• _Source document_:

[Start]

# Do Saugeye Reproduce?



## SConner

Actually they can reproduce with either parent species and studies indicate there are documented cases of 2 saugeye successfully propagating (see link).
http://www.lakescientist.com/lake-facts/fish/saugeye/
That being said, do you believe this is happening in our local rivers or impoundments to any significant degree? I have had many instances over the years when I have caught small saugeye 50 miles down stream from nearest stock lake. The picture below is one of 2 caught at same spot within 10 minutes of each other.









How long are the stocked fingerlings?


----------



## Bowhunter15

Just like you ive caught small saugs miles and miles from a stocked lake in rivers. I believe they reproduce to an extent, they go through a spawn cycle like all other fish it would be hard to believe that none of those eggs get fertilized.


----------



## Shortdrift

Well, the ODNR figures they are all not sterile as Saugeye are no longer stocked into any of the Reservoirs or flood control lakes that can or do empty into Lake Erie. The concern is the diluting of the walleye strain. Over the years, I have caught Saugeye/Walleye in Erie that had more of the body shape of the saugeye, some of the Saugeye coloring and the top dorsal fin that was a little of both.

[End]

• _Stored rows_:
[Start]

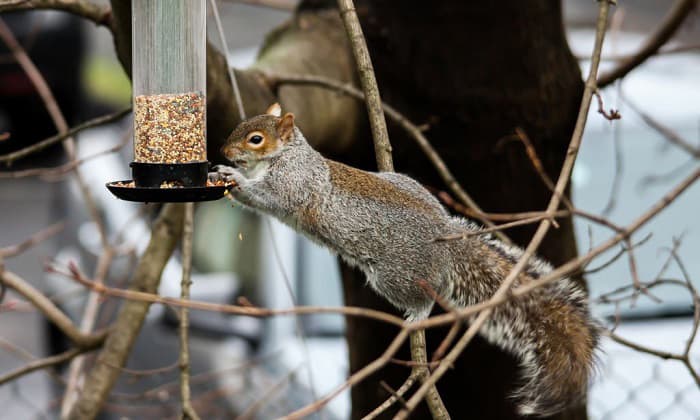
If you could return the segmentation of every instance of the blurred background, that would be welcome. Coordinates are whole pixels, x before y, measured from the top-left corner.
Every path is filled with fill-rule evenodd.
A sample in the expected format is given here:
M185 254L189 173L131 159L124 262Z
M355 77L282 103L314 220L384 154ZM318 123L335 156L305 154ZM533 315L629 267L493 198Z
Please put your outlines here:
M289 18L295 1L279 3L281 8L218 2L231 65L250 65L265 35ZM569 43L574 54L581 57L585 72L589 65L586 57L593 45L596 8L590 0L563 3ZM654 0L620 2L603 57L635 51L670 4ZM59 12L15 13L2 18L47 78L69 125L128 106L129 81L106 30ZM211 20L209 23L210 40L219 45L216 28ZM606 107L618 109L622 119L611 124L596 112L594 103L573 173L577 207L624 225L697 166L695 159L664 140L634 108L653 115L700 147L698 39L700 21L695 15L667 45L694 48L653 57L622 82L602 91ZM613 60L606 59L601 69L613 64ZM89 156L118 144L130 125L126 118L81 133L79 154ZM0 47L2 132L11 132L12 137L0 141L0 154L55 133L40 99L4 46ZM60 146L50 148L9 169L3 166L0 171L55 166L62 162L62 153ZM131 160L128 143L119 153L91 159L84 172L109 226L121 231L137 252L147 240L154 206L117 201L103 187L107 181L128 178ZM88 221L72 181L61 177L0 179L0 197L0 247L18 243L55 221L66 222L60 235L8 260L6 266L56 297L69 314L78 318L84 302L81 288L43 270L49 258L78 261L86 270L95 264L99 248L95 227ZM681 241L678 254L687 273L700 287L698 208L700 188L695 186L659 216L653 230L641 232L639 238L647 234L650 237L635 250L640 277L657 275L668 257L667 250L677 239ZM335 259L278 222L260 219L220 200L198 205L195 225L193 299L227 303L246 296L270 308L342 304ZM576 220L576 231L581 252L609 236L603 228L580 219ZM261 251L269 253L271 249L278 258L258 257ZM611 250L591 268L618 250ZM132 265L133 258L120 257L110 271L110 282L123 285ZM679 278L683 273L671 264L664 275ZM628 261L621 258L587 279L591 299L596 301L629 284ZM175 259L166 268L161 293L178 296L179 284L180 268ZM682 351L692 326L690 297L683 289L671 287L655 290L655 296L660 302L642 296L633 307L597 303L593 310L601 319L617 318L617 332L632 341ZM6 301L12 297L10 294ZM116 302L107 305L116 306ZM105 312L113 313L114 309ZM148 319L129 361L131 369L161 368L177 361L176 317L154 306ZM343 322L337 316L259 320L193 312L191 339L193 393L211 399L211 413L200 413L206 418L231 417L253 405L257 418L273 418L332 390L347 375ZM0 308L0 372L22 366L27 354L41 357L65 349L65 345L39 314L22 308ZM692 355L700 363L697 345ZM125 373L107 409L115 418L173 416L178 401L177 382L173 382L176 379L177 369L149 375ZM53 418L60 395L61 384L51 375L27 375L0 387L0 418ZM256 405L262 396L265 403ZM172 407L168 408L168 402L173 403ZM348 413L346 393L336 398L322 416L342 419ZM589 414L595 419L697 419L700 390L680 363L605 341L589 396Z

[End]

• _Requirements_:
According to Shortdrift in the forum thread about saugeye reproduction, where are saugeye no longer stocked?

• _The result_:
Saugeye are no longer stocked in any of the reservoirs or flood control lakes that can or do empty into Lake Erie.